---- Data for processing

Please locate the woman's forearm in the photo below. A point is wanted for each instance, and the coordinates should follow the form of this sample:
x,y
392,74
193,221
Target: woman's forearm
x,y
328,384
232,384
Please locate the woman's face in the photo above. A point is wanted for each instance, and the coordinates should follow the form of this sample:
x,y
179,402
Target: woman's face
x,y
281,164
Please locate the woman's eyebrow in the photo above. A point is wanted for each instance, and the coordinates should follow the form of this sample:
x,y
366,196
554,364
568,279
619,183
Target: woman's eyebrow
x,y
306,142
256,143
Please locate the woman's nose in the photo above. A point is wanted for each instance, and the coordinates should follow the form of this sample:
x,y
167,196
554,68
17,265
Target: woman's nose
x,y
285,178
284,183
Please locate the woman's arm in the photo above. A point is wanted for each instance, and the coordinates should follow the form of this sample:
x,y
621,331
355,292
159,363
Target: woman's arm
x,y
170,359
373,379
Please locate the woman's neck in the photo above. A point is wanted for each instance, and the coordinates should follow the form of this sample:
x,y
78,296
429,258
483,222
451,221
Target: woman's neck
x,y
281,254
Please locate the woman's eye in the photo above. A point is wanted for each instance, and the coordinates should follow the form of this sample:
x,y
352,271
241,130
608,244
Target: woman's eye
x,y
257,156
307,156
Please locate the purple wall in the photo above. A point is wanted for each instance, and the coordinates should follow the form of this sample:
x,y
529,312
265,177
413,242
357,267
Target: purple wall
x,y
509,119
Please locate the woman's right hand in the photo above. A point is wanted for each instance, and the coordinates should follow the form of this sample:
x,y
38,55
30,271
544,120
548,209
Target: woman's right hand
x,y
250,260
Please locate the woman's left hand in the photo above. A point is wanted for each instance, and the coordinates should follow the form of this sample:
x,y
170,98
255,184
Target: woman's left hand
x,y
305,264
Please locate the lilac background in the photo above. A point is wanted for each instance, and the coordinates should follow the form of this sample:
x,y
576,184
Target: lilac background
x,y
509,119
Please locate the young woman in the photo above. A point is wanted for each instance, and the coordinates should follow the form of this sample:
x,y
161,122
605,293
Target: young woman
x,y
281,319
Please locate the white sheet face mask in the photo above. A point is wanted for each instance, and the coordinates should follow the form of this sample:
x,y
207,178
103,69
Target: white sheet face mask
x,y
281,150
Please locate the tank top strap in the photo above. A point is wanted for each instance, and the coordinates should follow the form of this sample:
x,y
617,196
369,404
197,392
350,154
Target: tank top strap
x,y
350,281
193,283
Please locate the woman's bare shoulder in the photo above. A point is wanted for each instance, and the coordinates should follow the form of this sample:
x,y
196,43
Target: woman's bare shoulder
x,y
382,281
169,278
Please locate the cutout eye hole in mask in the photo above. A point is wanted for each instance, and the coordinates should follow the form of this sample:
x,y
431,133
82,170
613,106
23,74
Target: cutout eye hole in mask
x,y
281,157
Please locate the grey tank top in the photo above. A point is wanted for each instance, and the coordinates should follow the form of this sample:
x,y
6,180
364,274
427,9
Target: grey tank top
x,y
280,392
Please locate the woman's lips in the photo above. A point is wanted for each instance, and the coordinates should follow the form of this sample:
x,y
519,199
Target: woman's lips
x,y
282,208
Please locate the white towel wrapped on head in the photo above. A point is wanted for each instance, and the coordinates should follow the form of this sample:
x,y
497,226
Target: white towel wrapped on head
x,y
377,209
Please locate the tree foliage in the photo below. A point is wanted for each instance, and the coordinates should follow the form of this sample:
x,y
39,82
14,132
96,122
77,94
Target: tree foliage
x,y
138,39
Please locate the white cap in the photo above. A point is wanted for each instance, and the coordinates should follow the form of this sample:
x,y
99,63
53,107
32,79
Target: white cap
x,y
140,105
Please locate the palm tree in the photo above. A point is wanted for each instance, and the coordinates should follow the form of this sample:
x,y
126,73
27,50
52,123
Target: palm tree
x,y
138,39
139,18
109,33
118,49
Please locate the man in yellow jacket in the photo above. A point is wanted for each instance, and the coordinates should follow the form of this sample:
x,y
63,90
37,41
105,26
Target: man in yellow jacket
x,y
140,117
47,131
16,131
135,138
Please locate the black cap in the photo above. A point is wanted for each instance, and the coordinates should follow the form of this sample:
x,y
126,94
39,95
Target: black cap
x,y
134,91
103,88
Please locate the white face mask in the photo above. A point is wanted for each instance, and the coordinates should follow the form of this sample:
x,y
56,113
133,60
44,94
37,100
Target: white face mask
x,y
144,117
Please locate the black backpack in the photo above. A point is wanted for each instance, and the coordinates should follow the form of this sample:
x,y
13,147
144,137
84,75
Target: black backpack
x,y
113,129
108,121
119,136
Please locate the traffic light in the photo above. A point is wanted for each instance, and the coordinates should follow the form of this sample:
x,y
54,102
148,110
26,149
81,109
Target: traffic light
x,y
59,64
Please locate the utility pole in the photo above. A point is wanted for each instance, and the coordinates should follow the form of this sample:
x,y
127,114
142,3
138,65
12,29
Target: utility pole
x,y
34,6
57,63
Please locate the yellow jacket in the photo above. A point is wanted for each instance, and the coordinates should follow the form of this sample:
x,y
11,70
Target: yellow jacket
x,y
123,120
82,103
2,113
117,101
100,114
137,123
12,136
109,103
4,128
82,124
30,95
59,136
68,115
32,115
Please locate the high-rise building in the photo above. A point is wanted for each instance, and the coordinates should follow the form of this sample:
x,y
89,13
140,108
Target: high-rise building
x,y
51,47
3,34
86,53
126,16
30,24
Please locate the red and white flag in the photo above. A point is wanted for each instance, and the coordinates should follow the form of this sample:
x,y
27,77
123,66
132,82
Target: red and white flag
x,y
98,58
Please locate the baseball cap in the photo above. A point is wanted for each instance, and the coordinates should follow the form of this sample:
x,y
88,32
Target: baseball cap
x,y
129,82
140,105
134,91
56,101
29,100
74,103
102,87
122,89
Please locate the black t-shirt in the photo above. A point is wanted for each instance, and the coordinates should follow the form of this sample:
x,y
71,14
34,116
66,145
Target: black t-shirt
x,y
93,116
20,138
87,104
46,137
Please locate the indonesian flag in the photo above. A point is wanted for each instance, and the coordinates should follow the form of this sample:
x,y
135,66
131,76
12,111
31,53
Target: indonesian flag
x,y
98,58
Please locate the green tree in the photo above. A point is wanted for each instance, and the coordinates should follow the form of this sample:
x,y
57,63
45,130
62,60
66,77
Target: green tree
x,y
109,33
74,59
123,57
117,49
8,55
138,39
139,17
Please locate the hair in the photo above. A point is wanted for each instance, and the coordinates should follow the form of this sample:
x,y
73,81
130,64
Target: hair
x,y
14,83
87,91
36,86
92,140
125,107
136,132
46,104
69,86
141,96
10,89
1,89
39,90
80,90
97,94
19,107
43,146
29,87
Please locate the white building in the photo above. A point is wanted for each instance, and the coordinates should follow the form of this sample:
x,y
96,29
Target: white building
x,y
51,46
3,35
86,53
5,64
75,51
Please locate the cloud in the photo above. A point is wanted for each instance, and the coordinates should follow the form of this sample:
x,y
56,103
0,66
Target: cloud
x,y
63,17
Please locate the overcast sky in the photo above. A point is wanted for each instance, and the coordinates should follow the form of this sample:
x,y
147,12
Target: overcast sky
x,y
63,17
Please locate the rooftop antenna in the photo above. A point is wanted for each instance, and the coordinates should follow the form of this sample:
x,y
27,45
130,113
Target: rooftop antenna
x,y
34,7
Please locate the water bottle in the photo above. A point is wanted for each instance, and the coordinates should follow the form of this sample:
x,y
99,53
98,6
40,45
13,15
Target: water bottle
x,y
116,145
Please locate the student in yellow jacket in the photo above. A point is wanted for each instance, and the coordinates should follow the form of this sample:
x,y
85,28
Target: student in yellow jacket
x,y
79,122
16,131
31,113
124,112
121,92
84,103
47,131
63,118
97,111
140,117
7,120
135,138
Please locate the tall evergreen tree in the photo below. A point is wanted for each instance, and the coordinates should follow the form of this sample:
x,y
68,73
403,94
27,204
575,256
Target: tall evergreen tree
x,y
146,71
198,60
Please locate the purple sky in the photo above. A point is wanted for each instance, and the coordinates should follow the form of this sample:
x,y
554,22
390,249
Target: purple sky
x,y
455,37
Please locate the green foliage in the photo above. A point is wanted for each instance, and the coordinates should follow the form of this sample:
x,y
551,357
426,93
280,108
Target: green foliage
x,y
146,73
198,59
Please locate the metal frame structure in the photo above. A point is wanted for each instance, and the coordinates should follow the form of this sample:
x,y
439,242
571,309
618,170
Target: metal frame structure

--------
---- Data for processing

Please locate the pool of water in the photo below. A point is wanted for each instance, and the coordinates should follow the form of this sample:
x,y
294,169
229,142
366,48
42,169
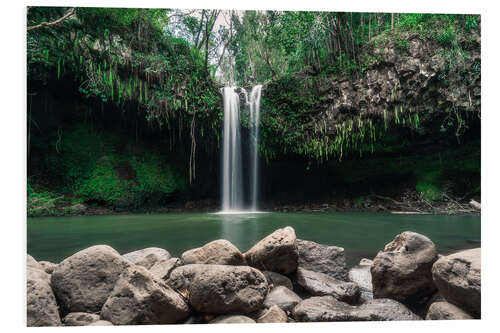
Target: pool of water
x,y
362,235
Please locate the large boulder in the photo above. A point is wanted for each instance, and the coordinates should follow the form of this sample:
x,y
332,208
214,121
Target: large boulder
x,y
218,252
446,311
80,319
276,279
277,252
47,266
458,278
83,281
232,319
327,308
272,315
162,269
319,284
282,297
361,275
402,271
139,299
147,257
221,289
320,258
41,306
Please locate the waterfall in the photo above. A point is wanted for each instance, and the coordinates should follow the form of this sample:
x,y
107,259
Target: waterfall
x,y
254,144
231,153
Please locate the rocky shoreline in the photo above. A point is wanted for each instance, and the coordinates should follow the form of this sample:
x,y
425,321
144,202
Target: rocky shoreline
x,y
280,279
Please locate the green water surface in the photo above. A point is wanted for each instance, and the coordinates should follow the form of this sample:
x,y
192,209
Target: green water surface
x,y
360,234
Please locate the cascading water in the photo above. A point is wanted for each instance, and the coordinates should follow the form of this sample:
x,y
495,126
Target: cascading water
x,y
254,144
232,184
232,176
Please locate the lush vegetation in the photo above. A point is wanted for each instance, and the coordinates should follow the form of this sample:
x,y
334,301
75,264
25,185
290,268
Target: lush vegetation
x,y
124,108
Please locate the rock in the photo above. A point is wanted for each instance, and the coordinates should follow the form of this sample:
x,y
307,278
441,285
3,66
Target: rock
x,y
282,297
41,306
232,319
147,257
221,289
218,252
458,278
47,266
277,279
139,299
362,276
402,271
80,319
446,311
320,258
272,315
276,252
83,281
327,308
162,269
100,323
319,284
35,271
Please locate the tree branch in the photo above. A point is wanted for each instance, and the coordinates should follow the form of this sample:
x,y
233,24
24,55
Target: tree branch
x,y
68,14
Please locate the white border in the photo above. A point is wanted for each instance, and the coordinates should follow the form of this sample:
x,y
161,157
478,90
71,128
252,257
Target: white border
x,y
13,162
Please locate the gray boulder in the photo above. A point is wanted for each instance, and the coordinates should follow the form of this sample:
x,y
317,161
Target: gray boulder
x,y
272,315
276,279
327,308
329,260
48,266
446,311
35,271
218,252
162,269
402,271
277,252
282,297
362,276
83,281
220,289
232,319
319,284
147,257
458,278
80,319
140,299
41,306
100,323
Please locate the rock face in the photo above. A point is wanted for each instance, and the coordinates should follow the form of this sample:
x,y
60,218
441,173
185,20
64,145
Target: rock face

--------

# Short task
Rewrite only the part of the listing that opens with the line containing "Please locate the tree branch" and closes with the line containing "Target: rock face". Swap "tree branch" for "tree limb" and leave everything else unchanged.

# Solution to this exercise
Please locate the tree limb in the photo above. A point is wanted for each instance, and the coordinates should follow the form of this sample:
x,y
233,24
24,55
Target: tree limb
x,y
68,14
Please locate the white border in the photo above. A point is wanted for each instance, and the coordinates should follow the form of this sample:
x,y
161,157
478,90
71,128
252,257
Target: white border
x,y
13,162
Please locate the gray boulder in the photo above. A point is wanted for each instance, and the coordinates should follow the form of this sample:
x,y
317,161
Target: gray boulder
x,y
272,315
276,279
327,308
329,260
48,266
446,311
35,271
218,252
162,269
402,271
277,252
282,297
362,276
83,281
220,289
232,319
319,284
147,257
458,278
80,319
140,299
41,306
100,323
Please locate the rock face in the photo above. A point is wanted for each instance, and the coordinates should follow the form of this sample:
x,y
60,218
441,173
185,20
64,145
Target: rock face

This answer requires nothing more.